> [What is expected] Count the lines in the records below that contain the string "steel". Give only the number.

> [Dataset excerpts]

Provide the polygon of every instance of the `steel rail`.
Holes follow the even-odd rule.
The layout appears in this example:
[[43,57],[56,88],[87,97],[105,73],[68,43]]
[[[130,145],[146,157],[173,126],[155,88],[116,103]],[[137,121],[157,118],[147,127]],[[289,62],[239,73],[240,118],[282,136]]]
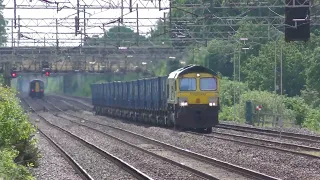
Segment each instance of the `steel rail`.
[[[46,108],[46,107],[45,107]],[[47,109],[49,110],[49,109]],[[149,177],[148,175],[144,174],[143,172],[141,172],[140,170],[136,169],[135,167],[131,166],[130,164],[126,163],[124,160],[117,158],[116,156],[112,155],[109,152],[106,152],[102,149],[100,149],[99,147],[95,146],[94,144],[78,137],[77,135],[55,125],[52,124],[51,122],[49,122],[45,117],[41,116],[39,113],[35,112],[41,119],[43,119],[48,125],[59,129],[60,131],[68,134],[69,136],[71,136],[72,138],[76,139],[77,141],[80,141],[82,144],[84,144],[85,146],[87,146],[88,148],[90,148],[91,150],[95,151],[96,153],[102,155],[103,157],[107,158],[108,160],[110,160],[111,162],[115,163],[118,167],[120,167],[121,169],[124,169],[125,171],[127,171],[128,173],[130,173],[132,176],[136,177],[139,180],[153,180],[151,177]]]
[[[194,135],[198,135],[198,136],[205,136],[205,137],[211,137],[211,138],[216,138],[216,139],[221,139],[221,140],[226,140],[226,141],[231,141],[231,142],[236,142],[239,144],[245,144],[245,145],[249,145],[249,146],[256,146],[256,147],[262,147],[262,148],[267,148],[267,149],[273,149],[273,150],[277,150],[277,151],[282,151],[285,153],[292,153],[292,154],[296,154],[296,155],[301,155],[301,156],[306,156],[306,157],[311,157],[311,158],[318,158],[320,159],[320,156],[317,155],[313,155],[311,153],[307,153],[307,152],[300,152],[300,151],[295,151],[295,150],[289,150],[289,149],[285,149],[285,148],[279,148],[279,147],[273,147],[270,145],[264,145],[264,144],[256,144],[253,142],[248,142],[248,141],[243,141],[243,140],[237,140],[237,139],[230,139],[230,138],[226,138],[226,137],[218,137],[216,135],[208,135],[208,134],[200,134],[200,133],[196,133],[196,132],[190,132],[188,131],[187,133],[189,134],[194,134]],[[214,132],[214,134],[219,134],[219,135],[226,135],[226,136],[231,136],[231,137],[240,137],[240,138],[244,138],[244,139],[250,139],[253,141],[260,141],[262,143],[267,143],[267,144],[276,144],[279,146],[285,145],[285,146],[291,146],[294,148],[301,148],[301,149],[306,149],[307,151],[311,151],[311,152],[320,152],[319,148],[315,148],[315,147],[309,147],[309,146],[302,146],[302,145],[298,145],[298,144],[291,144],[291,143],[282,143],[282,142],[277,142],[277,141],[269,141],[269,140],[265,140],[265,139],[258,139],[258,138],[251,138],[251,137],[246,137],[246,136],[238,136],[238,135],[234,135],[234,134],[227,134],[227,133],[217,133]]]
[[[67,99],[67,100],[71,100],[71,101],[75,102],[75,100],[67,98],[67,97],[61,97],[61,96],[58,96],[58,97],[60,99]],[[52,98],[57,99],[55,97],[52,97]],[[59,98],[58,98],[58,100],[59,100]],[[273,147],[273,146],[270,146],[270,145],[268,146],[268,145],[263,145],[263,144],[255,144],[255,143],[252,143],[252,142],[241,141],[241,140],[236,140],[236,139],[230,139],[230,138],[225,138],[225,137],[218,137],[218,136],[215,136],[215,135],[218,134],[218,135],[230,136],[230,137],[235,137],[235,138],[249,139],[249,140],[252,140],[252,141],[259,141],[259,142],[267,143],[267,144],[274,144],[274,145],[278,145],[278,146],[291,147],[293,149],[306,150],[306,151],[311,151],[311,152],[320,152],[320,148],[311,147],[311,146],[305,146],[305,145],[299,145],[299,144],[293,144],[293,143],[286,143],[286,142],[279,142],[279,141],[272,141],[272,140],[266,140],[266,139],[259,139],[259,138],[247,137],[247,136],[243,136],[243,135],[236,135],[236,134],[230,134],[230,133],[221,133],[221,132],[214,132],[214,135],[200,134],[200,133],[191,132],[191,131],[188,131],[187,133],[200,135],[200,136],[202,135],[202,136],[205,136],[205,137],[212,137],[212,138],[217,138],[217,139],[227,140],[227,141],[232,141],[232,142],[237,142],[237,143],[240,143],[240,144],[246,144],[246,145],[251,145],[251,146],[256,146],[256,147],[262,147],[262,148],[278,150],[278,151],[297,154],[297,155],[301,155],[301,156],[307,156],[307,157],[312,157],[312,158],[320,158],[320,156],[313,155],[313,154],[308,153],[308,152],[300,152],[300,151],[295,151],[295,150],[289,150],[289,149],[285,149],[285,148]]]
[[[24,98],[21,99],[30,108],[32,112],[38,114]],[[81,167],[81,165],[78,164],[77,161],[69,155],[69,153],[67,153],[61,146],[59,146],[58,143],[56,143],[52,138],[47,136],[41,129],[37,128],[37,130],[52,145],[52,147],[55,148],[58,151],[58,153],[62,155],[62,157],[72,166],[72,168],[79,174],[79,176],[82,179],[93,180],[93,178],[88,174],[88,172],[83,167]]]
[[[189,151],[189,150],[186,151],[185,149],[179,148],[177,146],[173,146],[173,145],[170,145],[170,144],[167,144],[167,143],[164,143],[164,142],[160,142],[158,140],[155,140],[155,139],[152,139],[152,138],[149,138],[149,137],[145,137],[145,136],[139,135],[137,133],[134,133],[134,132],[131,132],[131,131],[128,131],[128,130],[124,130],[122,128],[113,127],[113,126],[109,126],[109,125],[106,125],[106,124],[101,124],[101,123],[98,123],[98,122],[94,122],[94,121],[88,120],[88,119],[83,118],[83,117],[78,117],[78,116],[75,116],[75,115],[72,115],[70,113],[62,111],[60,108],[58,108],[57,106],[53,105],[52,103],[50,103],[48,101],[47,101],[47,103],[49,103],[52,106],[56,107],[58,110],[60,110],[62,113],[66,114],[66,115],[69,115],[69,116],[72,116],[72,117],[75,117],[75,118],[78,118],[78,119],[82,119],[82,120],[85,120],[85,121],[93,123],[93,124],[105,126],[105,127],[108,127],[108,128],[112,128],[112,129],[127,133],[127,134],[135,136],[135,137],[137,137],[139,139],[143,139],[143,140],[145,140],[145,141],[147,141],[147,142],[149,142],[151,144],[155,144],[155,145],[159,145],[159,146],[165,147],[165,148],[167,148],[167,149],[169,149],[171,151],[174,151],[176,153],[182,154],[182,155],[187,156],[187,157],[192,157],[192,158],[194,158],[196,160],[199,160],[199,161],[202,161],[202,162],[206,162],[206,163],[211,164],[213,166],[218,166],[218,167],[221,167],[223,169],[228,169],[230,171],[235,171],[238,174],[241,174],[241,175],[246,176],[246,177],[250,177],[250,178],[254,178],[254,179],[263,179],[263,180],[266,180],[266,179],[270,179],[270,180],[271,179],[272,180],[273,179],[278,179],[278,178],[275,178],[275,177],[272,177],[272,176],[268,176],[266,174],[263,174],[263,173],[260,173],[260,172],[257,172],[257,171],[251,170],[251,169],[247,169],[247,168],[244,168],[244,167],[241,167],[241,166],[238,166],[238,165],[234,165],[234,164],[231,164],[231,163],[228,163],[228,162],[224,162],[224,161],[221,161],[221,160],[218,160],[218,159],[215,159],[215,158],[212,158],[212,157],[208,157],[208,156],[205,156],[205,155],[202,155],[202,154],[199,154],[199,153],[195,153],[195,152],[192,152],[192,151]],[[64,117],[62,117],[62,118],[64,118]],[[85,126],[85,125],[82,125],[82,126]],[[96,130],[96,131],[98,131],[98,130]]]
[[220,123],[216,127],[223,128],[223,129],[231,129],[231,130],[236,130],[241,132],[250,132],[255,134],[274,136],[274,137],[279,137],[281,135],[281,137],[287,138],[287,139],[312,142],[312,143],[320,143],[319,136],[311,136],[311,135],[289,133],[289,132],[279,132],[279,131],[269,130],[269,129],[259,129],[254,127],[244,127],[244,126],[229,125],[229,124],[223,124],[223,123]]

> [Answer] 2